Start of Supplied data
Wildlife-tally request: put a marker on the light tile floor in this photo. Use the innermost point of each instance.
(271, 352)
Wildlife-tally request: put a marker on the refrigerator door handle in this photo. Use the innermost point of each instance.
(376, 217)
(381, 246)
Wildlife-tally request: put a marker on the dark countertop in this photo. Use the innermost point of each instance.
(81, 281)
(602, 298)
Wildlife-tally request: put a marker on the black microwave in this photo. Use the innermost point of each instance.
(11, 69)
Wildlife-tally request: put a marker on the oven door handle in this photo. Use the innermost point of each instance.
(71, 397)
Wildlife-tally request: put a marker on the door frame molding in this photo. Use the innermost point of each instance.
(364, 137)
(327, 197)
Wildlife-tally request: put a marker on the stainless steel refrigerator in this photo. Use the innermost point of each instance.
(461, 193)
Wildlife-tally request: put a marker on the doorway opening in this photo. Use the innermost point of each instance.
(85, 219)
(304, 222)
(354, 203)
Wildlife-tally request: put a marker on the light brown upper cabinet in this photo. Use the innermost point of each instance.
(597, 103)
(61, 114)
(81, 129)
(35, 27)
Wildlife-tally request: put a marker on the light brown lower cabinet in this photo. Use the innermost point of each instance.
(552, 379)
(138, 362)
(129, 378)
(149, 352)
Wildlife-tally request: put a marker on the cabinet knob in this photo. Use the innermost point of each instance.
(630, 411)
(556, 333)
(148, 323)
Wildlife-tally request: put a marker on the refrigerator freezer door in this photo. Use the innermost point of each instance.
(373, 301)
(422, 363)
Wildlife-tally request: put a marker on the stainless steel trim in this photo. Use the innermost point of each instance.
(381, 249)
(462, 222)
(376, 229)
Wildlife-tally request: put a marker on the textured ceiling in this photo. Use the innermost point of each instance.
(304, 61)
End of Supplied data
Start of Supplied data
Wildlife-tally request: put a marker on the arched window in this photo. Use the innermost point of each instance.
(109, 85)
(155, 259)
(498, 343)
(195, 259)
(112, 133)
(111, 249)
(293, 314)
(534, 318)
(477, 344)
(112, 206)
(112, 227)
End of Supplied data
Start of Supplied data
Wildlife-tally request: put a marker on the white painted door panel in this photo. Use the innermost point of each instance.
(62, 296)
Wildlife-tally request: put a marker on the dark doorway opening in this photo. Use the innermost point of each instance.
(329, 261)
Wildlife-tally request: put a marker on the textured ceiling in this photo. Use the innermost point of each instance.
End of Supplied data
> _Work to complete_: Find every line in the records above that contains the word "stainless" and copy each of those lines.

> _The result_:
Wildlife-tally request: put a marker on the stainless steel refrigerator in this photo. Use the innermost point of each instance.
Wildlife-tally request: put a marker on the stainless steel trim in this photo. Use the innermost point of each instance.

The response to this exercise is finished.